Exercise details
Show each line of the entries below in which the word "blurred" appears.

Dataset entries
Content starts
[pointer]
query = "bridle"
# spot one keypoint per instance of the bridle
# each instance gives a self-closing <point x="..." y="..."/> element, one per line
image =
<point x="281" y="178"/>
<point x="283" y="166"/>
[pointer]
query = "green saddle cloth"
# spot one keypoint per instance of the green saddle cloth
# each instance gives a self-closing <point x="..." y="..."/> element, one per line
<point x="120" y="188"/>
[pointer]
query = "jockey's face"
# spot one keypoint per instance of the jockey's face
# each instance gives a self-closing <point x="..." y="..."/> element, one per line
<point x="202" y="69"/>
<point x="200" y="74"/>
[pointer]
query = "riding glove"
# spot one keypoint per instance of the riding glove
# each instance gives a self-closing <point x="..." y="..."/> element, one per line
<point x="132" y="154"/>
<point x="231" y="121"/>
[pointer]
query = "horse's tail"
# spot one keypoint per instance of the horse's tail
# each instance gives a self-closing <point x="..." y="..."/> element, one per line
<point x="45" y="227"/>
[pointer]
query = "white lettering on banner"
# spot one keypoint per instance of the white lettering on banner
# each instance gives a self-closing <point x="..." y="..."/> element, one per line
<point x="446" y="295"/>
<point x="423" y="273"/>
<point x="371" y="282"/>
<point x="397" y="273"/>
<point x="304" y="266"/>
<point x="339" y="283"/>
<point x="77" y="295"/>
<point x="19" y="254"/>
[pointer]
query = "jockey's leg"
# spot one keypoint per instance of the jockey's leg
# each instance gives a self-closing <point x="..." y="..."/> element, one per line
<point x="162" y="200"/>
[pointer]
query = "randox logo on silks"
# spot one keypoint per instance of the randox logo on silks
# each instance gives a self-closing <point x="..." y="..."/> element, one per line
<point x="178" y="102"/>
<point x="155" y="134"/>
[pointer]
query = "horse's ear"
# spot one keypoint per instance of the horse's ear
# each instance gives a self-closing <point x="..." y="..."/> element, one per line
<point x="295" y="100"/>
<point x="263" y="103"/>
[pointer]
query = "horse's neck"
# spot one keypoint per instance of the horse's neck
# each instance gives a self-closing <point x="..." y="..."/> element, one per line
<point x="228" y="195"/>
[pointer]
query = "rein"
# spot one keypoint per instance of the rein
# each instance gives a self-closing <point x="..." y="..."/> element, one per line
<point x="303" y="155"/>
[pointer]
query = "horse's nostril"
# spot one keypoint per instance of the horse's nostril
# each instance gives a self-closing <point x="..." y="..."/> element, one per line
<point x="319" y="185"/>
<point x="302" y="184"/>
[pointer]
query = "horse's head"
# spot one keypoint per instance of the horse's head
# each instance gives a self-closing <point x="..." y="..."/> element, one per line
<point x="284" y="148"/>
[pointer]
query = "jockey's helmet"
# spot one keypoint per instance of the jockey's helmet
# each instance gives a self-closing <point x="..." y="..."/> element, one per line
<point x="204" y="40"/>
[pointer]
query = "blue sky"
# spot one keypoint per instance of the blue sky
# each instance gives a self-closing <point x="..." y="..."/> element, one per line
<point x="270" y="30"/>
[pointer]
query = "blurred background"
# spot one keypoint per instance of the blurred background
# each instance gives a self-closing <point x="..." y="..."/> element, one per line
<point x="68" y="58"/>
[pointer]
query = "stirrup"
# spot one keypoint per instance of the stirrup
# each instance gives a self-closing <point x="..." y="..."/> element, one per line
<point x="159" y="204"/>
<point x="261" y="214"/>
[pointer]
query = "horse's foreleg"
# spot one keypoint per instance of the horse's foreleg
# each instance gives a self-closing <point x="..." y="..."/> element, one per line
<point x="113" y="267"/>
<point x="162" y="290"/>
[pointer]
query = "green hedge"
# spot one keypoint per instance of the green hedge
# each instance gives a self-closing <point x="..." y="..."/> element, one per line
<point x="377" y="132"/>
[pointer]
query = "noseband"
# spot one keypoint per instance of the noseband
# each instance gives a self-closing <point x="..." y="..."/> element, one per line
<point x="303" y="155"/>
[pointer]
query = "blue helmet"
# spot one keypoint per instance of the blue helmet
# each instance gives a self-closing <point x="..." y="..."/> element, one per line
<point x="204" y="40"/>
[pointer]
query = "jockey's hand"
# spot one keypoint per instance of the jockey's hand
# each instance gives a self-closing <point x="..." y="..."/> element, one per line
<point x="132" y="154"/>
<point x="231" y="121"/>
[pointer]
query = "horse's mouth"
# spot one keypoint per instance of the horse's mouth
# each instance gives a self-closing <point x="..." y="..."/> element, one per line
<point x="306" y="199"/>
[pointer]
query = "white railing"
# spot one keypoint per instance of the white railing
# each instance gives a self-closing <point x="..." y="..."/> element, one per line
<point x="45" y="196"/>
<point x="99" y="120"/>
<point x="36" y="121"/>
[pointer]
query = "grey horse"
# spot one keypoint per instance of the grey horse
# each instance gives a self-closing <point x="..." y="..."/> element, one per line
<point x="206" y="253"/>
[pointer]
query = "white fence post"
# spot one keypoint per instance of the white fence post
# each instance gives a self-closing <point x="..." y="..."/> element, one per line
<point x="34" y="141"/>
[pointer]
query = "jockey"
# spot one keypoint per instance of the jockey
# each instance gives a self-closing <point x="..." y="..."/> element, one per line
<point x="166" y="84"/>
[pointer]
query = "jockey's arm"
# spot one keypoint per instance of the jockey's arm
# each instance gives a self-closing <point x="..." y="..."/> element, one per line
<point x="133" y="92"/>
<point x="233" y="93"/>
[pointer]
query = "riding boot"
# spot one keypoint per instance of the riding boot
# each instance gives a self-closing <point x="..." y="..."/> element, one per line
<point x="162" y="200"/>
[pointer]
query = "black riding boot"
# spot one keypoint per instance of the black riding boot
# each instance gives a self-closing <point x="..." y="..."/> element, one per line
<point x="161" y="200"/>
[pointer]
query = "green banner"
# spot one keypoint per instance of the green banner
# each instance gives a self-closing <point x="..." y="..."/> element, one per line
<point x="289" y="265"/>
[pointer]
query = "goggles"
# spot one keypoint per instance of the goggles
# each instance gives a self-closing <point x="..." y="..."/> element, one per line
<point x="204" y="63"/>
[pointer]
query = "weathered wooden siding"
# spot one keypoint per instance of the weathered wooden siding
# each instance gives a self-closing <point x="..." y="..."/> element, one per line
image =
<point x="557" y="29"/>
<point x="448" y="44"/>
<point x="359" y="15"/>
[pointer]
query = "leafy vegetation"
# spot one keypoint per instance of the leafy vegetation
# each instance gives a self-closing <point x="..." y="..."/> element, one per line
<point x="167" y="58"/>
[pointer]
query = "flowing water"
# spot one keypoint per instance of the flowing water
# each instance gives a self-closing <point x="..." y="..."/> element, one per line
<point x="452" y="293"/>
Content ends
Your response
query = "blurred background"
# spot one keypoint per instance of the blurred background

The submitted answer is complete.